# [What is being asked]
Repeat the entries below exactly. Begin with the first line and end with the line that contains "plant with a point.".

(Beginning of Data provided)

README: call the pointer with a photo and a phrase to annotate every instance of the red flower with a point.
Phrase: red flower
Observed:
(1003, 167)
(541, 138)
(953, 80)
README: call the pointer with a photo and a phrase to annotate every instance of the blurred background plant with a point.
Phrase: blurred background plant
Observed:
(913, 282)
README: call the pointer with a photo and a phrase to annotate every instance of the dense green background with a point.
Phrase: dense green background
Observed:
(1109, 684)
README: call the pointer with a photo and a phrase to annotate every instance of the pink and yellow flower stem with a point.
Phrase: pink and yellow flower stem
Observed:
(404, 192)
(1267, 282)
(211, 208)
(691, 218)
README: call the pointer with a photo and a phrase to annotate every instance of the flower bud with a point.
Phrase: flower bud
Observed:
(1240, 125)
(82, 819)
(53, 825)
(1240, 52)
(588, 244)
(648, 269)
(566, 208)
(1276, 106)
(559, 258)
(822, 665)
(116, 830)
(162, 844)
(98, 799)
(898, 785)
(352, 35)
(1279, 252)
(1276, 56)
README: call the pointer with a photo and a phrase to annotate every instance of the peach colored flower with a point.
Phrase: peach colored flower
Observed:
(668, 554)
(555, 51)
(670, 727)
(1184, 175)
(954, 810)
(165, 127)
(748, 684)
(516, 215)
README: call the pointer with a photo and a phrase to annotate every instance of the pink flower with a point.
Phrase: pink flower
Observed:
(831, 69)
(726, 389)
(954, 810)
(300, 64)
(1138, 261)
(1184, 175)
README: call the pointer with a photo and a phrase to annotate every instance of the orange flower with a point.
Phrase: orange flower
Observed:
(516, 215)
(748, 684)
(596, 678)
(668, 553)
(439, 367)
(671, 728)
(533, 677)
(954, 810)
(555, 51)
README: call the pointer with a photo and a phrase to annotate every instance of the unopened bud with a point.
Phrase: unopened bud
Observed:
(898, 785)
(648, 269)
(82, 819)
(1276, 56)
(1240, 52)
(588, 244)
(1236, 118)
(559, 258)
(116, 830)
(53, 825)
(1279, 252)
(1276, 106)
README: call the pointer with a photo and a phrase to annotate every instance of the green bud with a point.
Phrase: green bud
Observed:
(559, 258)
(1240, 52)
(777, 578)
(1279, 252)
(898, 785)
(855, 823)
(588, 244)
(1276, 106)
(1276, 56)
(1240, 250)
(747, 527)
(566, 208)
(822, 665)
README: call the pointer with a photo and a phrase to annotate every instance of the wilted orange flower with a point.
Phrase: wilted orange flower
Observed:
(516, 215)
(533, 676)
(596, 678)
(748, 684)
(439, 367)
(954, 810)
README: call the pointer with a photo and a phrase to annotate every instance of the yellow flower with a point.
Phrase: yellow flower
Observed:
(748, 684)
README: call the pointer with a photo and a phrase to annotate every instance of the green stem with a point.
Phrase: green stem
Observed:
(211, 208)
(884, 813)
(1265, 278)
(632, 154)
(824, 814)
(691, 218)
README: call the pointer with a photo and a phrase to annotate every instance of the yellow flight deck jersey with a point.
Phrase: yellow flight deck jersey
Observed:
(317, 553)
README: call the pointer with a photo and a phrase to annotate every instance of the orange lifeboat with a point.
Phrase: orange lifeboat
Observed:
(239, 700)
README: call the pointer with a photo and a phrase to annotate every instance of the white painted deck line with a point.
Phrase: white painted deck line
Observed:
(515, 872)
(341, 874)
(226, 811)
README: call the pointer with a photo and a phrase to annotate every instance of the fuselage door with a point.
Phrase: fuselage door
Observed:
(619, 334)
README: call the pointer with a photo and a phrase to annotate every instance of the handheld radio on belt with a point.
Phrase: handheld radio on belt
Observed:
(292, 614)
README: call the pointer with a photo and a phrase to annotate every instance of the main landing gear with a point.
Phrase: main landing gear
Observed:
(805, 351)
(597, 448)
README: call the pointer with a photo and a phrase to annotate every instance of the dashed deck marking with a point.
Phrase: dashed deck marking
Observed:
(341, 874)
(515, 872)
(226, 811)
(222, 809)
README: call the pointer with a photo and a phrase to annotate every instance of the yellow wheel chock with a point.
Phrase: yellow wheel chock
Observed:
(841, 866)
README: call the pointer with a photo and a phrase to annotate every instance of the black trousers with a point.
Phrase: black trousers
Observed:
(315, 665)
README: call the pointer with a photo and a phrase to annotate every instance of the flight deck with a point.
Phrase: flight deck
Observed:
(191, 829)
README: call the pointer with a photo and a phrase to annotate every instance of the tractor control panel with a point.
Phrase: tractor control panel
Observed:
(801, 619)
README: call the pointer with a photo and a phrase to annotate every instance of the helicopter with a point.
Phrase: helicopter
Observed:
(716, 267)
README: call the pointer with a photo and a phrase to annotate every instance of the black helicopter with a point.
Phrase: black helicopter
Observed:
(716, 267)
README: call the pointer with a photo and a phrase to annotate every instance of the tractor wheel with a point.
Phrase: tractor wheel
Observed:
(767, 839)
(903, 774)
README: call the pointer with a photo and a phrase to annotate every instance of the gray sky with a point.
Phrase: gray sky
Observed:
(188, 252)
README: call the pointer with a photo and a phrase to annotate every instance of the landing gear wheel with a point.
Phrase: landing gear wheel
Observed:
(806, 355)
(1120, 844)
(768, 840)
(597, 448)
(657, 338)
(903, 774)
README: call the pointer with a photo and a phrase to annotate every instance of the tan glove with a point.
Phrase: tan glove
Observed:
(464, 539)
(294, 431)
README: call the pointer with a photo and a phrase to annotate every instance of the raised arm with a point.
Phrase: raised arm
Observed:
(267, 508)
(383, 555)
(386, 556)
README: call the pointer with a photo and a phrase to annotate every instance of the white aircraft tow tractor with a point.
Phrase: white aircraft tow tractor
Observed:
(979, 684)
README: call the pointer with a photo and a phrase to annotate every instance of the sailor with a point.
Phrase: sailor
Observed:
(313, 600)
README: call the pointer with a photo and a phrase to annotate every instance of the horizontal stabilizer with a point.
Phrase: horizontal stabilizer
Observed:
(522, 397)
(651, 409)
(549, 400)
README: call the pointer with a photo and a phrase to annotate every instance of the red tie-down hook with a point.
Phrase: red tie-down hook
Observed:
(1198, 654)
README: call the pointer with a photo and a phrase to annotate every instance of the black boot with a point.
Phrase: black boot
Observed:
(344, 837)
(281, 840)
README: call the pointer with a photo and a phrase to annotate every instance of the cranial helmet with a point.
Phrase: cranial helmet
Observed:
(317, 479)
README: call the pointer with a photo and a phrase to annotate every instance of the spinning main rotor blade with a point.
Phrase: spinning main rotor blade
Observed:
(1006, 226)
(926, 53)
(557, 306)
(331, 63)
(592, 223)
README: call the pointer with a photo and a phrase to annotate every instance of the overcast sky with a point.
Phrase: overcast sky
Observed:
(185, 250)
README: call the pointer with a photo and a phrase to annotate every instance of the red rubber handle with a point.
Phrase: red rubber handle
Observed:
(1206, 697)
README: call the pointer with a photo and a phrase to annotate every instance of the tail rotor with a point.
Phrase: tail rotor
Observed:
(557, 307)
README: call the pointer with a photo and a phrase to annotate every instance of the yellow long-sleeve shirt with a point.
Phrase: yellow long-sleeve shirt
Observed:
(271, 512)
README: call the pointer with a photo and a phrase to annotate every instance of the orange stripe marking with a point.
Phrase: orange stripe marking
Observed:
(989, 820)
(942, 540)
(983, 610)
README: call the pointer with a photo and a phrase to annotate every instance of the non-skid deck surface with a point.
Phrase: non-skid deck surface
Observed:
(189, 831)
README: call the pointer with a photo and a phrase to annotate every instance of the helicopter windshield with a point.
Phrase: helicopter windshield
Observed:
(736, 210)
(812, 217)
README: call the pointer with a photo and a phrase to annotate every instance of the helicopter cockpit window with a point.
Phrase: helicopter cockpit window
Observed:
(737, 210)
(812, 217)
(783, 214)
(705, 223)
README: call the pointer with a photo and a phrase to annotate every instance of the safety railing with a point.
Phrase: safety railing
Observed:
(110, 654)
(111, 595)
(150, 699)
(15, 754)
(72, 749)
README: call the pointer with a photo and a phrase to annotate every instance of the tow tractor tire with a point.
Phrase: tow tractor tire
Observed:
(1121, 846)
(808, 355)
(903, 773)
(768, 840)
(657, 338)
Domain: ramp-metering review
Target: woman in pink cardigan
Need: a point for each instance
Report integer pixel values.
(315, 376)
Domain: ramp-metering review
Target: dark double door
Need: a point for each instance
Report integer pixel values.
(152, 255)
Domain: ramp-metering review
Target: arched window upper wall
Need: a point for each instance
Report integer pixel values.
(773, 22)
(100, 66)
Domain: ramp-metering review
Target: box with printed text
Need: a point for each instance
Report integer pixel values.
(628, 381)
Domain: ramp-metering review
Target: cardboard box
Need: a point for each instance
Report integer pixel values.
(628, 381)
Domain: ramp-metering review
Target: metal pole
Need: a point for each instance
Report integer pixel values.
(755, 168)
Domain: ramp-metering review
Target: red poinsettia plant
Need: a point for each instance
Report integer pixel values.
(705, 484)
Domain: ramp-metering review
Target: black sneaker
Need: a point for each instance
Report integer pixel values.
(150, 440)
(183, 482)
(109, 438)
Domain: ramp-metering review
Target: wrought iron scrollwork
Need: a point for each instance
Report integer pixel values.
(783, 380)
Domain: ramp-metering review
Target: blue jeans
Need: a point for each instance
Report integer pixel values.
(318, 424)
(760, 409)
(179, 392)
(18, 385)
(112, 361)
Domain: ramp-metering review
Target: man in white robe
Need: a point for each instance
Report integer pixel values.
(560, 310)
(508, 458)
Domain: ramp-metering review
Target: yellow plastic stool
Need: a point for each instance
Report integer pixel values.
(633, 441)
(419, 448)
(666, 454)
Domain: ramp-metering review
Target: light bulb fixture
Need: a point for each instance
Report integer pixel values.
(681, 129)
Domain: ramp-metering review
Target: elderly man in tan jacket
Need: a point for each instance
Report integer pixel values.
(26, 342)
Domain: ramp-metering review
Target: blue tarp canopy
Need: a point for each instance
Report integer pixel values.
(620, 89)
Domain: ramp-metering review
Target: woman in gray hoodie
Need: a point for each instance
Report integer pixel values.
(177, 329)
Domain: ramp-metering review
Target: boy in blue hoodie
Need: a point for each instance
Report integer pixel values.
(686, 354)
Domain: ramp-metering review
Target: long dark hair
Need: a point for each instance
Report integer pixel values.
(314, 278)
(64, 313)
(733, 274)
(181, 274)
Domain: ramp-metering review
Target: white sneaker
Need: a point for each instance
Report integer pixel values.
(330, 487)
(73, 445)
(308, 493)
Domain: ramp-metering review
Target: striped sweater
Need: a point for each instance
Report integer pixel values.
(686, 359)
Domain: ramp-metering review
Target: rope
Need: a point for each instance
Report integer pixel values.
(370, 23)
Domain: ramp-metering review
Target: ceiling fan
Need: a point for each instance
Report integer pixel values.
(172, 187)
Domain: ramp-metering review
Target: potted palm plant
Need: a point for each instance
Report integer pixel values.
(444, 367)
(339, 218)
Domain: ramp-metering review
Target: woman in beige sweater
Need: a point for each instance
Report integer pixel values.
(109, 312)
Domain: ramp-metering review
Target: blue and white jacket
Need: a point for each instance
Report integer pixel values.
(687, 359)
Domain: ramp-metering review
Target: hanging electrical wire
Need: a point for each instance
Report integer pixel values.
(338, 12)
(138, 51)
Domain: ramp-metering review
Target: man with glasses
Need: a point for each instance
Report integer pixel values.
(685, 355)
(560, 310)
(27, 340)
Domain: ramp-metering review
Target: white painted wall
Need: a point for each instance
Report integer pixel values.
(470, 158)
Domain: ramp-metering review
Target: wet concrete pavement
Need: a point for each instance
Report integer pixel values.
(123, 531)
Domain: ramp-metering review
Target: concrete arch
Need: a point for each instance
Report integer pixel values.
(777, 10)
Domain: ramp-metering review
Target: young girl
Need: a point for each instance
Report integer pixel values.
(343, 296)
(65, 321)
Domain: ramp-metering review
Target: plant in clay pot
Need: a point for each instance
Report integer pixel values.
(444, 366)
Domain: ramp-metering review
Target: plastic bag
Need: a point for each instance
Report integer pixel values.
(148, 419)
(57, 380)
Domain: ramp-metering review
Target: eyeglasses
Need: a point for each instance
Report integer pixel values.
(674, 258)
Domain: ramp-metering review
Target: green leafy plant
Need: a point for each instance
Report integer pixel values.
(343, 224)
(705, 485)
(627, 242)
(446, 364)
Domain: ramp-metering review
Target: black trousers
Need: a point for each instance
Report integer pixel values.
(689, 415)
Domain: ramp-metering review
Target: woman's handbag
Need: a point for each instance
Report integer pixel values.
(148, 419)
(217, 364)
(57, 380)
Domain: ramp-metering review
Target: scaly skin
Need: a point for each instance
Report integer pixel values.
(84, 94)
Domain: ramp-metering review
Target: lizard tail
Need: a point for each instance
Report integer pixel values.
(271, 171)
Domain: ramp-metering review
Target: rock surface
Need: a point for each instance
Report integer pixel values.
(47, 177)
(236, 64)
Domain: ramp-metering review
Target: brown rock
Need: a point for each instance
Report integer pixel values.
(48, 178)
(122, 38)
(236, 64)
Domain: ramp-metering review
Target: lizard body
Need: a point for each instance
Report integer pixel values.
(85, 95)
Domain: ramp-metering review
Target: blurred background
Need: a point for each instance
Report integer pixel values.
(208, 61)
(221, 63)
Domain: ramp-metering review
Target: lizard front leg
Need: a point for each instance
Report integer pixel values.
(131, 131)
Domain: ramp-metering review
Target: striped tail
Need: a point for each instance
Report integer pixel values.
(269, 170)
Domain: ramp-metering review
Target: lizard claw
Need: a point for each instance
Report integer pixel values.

(End of Data provided)

# [Written solution]
README: call the pointer with a photo and a phrase to annotate every instance of the red flower with a point.
Phrase: red flower
Observed:
(1003, 167)
(541, 138)
(953, 80)
README: call the pointer with a photo and a phrase to annotate every instance of the blurred background plant with a point.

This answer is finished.